Problem to work on: Write out again every line below, starting at the line that contains "For the benchmark, mark every instance of the blue" and ending with the last line, including the lines that hold no coordinates. Multiply each coordinate in the answers by 0.45 and round to whole numbers, with halves going up.

--- start of Data entries ---

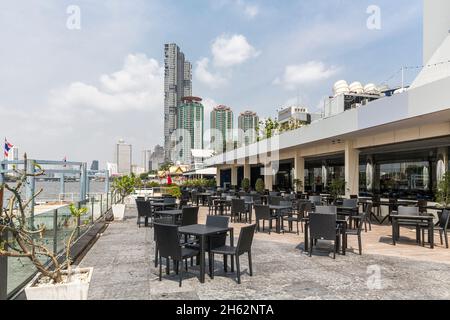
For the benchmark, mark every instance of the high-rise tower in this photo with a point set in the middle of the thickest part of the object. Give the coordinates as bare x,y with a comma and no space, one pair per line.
177,84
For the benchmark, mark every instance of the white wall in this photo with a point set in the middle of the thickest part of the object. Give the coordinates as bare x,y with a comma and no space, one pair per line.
436,24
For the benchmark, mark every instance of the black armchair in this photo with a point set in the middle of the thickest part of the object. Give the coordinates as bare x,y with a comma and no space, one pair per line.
244,246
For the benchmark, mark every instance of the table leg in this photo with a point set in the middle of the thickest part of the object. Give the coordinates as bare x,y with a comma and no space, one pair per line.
431,234
306,236
394,235
232,245
202,259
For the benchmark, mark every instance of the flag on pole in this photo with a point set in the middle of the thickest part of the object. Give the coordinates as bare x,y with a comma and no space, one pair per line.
8,146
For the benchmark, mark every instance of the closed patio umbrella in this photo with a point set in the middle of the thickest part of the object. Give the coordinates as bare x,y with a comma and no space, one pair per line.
426,178
369,176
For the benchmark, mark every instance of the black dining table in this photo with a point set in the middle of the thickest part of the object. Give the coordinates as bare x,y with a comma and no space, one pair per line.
278,212
341,223
202,232
426,219
174,214
164,206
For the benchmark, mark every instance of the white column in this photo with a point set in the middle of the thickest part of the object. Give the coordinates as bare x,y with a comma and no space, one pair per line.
351,169
268,177
218,177
234,181
247,171
300,170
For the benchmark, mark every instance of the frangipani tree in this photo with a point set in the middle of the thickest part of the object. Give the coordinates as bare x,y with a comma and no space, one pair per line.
25,240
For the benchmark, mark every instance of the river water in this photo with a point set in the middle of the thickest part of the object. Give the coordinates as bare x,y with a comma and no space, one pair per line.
51,190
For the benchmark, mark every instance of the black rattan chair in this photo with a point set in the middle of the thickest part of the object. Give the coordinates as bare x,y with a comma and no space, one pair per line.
238,209
263,213
168,242
441,227
145,211
357,232
244,246
322,226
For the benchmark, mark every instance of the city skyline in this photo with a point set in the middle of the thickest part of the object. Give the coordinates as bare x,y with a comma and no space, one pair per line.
89,100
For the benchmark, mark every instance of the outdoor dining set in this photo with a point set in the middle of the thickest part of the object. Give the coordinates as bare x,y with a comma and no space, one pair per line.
179,237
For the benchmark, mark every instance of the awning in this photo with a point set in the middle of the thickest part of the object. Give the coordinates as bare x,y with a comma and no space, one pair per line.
202,172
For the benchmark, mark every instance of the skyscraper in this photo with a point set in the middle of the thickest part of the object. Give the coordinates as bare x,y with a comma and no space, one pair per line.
222,124
177,84
123,157
191,121
157,158
146,162
94,165
248,123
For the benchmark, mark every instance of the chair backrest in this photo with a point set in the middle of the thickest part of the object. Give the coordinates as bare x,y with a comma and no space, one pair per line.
274,200
170,200
182,204
317,200
274,194
285,203
246,239
351,203
189,216
237,206
422,205
326,210
322,226
408,211
168,241
144,208
262,212
307,208
444,220
217,221
220,240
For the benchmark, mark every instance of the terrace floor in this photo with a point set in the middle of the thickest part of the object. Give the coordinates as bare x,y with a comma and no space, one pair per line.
123,269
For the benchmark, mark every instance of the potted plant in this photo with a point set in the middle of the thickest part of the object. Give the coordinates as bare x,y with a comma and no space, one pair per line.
298,185
337,188
443,191
259,186
124,186
55,280
246,184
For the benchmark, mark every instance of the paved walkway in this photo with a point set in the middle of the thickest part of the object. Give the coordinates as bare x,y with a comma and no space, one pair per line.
123,269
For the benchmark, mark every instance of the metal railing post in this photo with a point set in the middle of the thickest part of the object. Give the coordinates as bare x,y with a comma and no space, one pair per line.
79,220
101,204
3,270
55,231
92,206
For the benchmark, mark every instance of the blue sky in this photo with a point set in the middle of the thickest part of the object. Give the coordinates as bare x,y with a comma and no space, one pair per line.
74,93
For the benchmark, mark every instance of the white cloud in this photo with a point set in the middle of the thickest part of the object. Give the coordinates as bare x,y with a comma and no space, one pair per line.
232,50
307,73
209,104
251,11
202,74
138,86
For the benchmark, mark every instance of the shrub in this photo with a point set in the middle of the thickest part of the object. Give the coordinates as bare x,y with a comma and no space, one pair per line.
443,190
260,186
246,184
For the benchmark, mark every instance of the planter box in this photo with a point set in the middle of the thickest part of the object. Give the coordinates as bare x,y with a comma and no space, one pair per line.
119,211
75,290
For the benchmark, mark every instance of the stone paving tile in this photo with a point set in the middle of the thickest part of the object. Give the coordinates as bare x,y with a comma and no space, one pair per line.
124,269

--- end of Data entries ---

Answer to this task:
For the benchmark, mark every instance of the blue sky in this photo with a point set in the middle of the thickest part of the object. Give the coordinates as bare x,y with a comma and no space, one pair per line.
33,42
For the benchmark, mark every instance of the white cloud in this photo with a point set in the middle of the thickest part of the object. Give the coordinates as bare x,y with a comma and no space, one pair per line.
104,23
138,33
94,47
113,5
91,33
62,39
For the benchmark, mark every instance of the shrub in this photo with a point set in the middle of the thickest part of the object. Give the coordinates as bare x,y with a comma and no space, one pair per line.
199,86
117,84
111,83
For the benchmark, mark every instance of the planter box in this photo with a point set in the middle of the thickest part of the object. Give the coordinates as bare x,y with a comma and no space, one pair per line.
54,95
34,131
For the benchmark, mark every instance of the stone paving tile in this photo with a point set in the middle of the thickest part of the object. Give the coordinates as bare x,y with a comma and no space, one pair per line.
56,121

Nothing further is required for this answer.